◆ Given text:
┄┄┄┄┄┄

Success means a growing collection of buckles, saddles, and as Coy puts it, “some good money” that goes into the family pot for entry fees and road expenses. Coy, who competes in tie down and team roping in the Colorado Junior High Rodeo Association, is the oldest of four. His sister Cassidy, a fraternal twin to Cash and the only girl, recently won the 2019 Junior World Finals Pole Bending in Las Vegas, Nevada. (see article in February issue of Rodeo News, page 24)Though timed events are the 4C team’s focus, 13-year old Cash competes in rough stock. Six-year old Cross is not content to sit on the bench either, recently posting an all-around win at the Dodge City Young Guns rodeo in November 2019.
Though the 2019 CJHRA school finals in Craig, Colorado didn’t go so well for Coy, he still qualified for the finals in Huron, South Dakota where he and Cash team roped, and Coy earned an eighth-place buckle in tie down. Going into 2020, Coy holds the first-place ranking in tie down and team roping with partner, Trey Huwa, and rifle shoot in the state. Those less-than-stellar performances motivate Coy to keep driving and keep practicing. “I love to win and hate to lose.” Megan and Chris encourage their kids to shake it off and move on to the next event. Megan explains, “When you are a multiple-event cowboy, you can’t dwell on a bad run because you have to be ready for the next event. We encourage the kids to be prepared for their event, focus and do their best.”
When it comes to focus, Coy would much rather be outside, roping and ranching on the Price Ranch twenty miles south of Yuma where the family lives and works. The Evans have plenty of horses to keep Coy and his siblings occupied, including Coy’s calf-roping horse, Pepsi, a 9-year roan. When Coy got Pepsi three years ago, he needed finishing. Now, as Coy’s go-to mount, “he works good and does what he needs to do in the roping arena.”
To supplement his rodeo winnings and buy ropes, Coy earns money checking and doctoring yearlings. When he isn’t throwing endless loops off a horse or at a dummy, Coy, who is home-schooled along with the twins and Cross, enjoys history and reading. A big operation means there is always something to do and Coy will do anything, including cleaning his room, to keep busy – except for mucking out stalls, a task that will never be his favorite. Ever.

┄┄┄┄┄┄

◆ Recorded information:
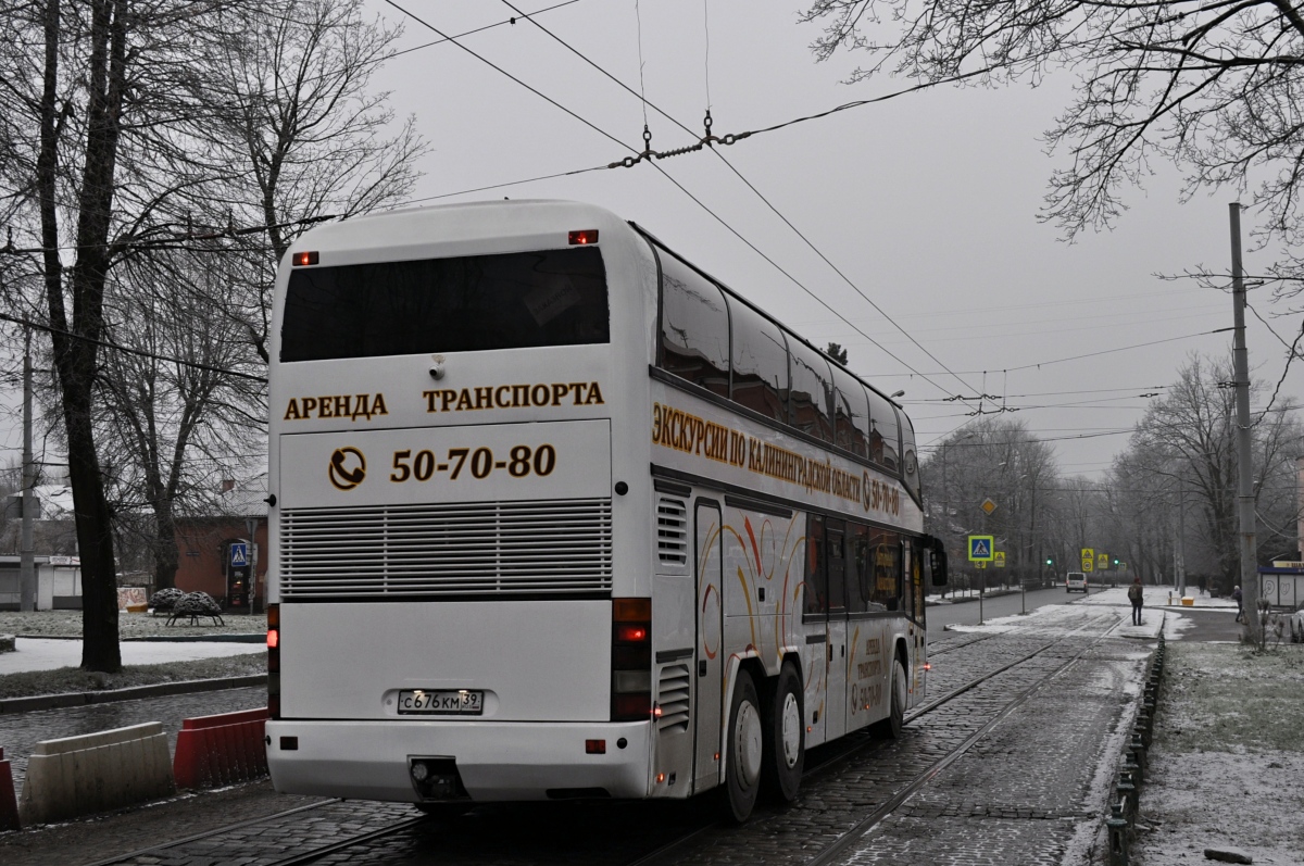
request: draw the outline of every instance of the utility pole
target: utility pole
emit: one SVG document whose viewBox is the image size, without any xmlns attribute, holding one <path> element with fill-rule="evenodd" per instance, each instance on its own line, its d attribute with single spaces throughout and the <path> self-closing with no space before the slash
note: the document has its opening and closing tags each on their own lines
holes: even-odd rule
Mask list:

┄┄┄┄┄┄

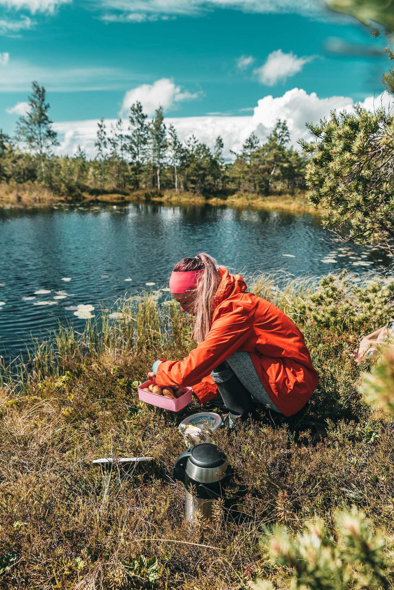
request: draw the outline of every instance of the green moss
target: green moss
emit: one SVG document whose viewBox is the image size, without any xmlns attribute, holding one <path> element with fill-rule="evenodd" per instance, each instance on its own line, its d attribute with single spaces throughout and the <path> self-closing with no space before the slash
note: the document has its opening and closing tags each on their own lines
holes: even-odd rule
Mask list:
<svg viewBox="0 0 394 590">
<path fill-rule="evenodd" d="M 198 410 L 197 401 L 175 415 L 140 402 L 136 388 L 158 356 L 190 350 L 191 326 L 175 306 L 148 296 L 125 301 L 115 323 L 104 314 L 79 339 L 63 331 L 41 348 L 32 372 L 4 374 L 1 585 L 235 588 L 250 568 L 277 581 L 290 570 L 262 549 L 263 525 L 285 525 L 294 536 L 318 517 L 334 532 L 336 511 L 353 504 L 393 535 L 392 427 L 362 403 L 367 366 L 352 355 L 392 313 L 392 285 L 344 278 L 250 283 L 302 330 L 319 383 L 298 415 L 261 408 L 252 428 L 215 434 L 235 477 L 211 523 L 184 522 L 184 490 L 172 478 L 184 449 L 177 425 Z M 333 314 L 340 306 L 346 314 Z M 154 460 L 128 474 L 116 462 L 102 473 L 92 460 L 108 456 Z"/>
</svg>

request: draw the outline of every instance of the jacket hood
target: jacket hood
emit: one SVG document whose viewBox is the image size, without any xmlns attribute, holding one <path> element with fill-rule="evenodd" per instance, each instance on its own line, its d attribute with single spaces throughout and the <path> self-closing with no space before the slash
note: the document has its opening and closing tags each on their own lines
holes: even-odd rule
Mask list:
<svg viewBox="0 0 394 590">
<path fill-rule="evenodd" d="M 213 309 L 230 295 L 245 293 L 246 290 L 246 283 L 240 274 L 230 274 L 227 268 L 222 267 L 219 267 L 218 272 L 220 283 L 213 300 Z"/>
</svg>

┄┄┄┄┄┄

◆ Problems and tasks:
1 – Revise the rodeo profile from "When it comes" up to and including "his favorite. Ever.", replacing "yearlings" with "steers".
2 – Answer these questions using the rodeo profile:
(a) In which city did Cassidy win the 2019 Junior World Finals Pole Bending?
(b) What did Coy earn in tie down at the finals in Huron, South Dakota?
(c) How old is Coy's calf-roping horse, Pepsi?
3 – Summarize the rodeo profile in two sentences.

◆ Responses to the tasks:
1 –
When it comes to focus, Coy would much rather be outside, roping and ranching on the Price Ranch twenty miles south of Yuma where the family lives and works. The Evans have plenty of horses to keep Coy and his siblings occupied, including Coy’s calf-roping horse, Pepsi, a 9-year roan. When Coy got Pepsi three years ago, he needed finishing. Now, as Coy’s go-to mount, “he works good and does what he needs to do in the roping arena.”
To supplement his rodeo winnings and buy ropes, Coy earns money checking and doctoring steers. When he isn’t throwing endless loops off a horse or at a dummy, Coy, who is home-schooled along with the twins and Cross, enjoys history and reading. A big operation means there is always something to do and Coy will do anything, including cleaning his room, to keep busy – except for mucking out stalls, a task that will never be his favorite. Ever.

2 –
(a) Las Vegas, Nevada.
(b) An eighth-place buckle.
(c) Nine years old.

3 – Coy, the oldest of four rodeo-competing siblings, competes in tie down and team roping in the Colorado Junior High Rodeo Association and enters 2020 ranked first in the state in tie down, team roping, and rifle shoot. He prefers roping and ranching on the Price Ranch south of Yuma, earns money checking and doctoring yearlings, and keeps busy with any task except mucking out stalls.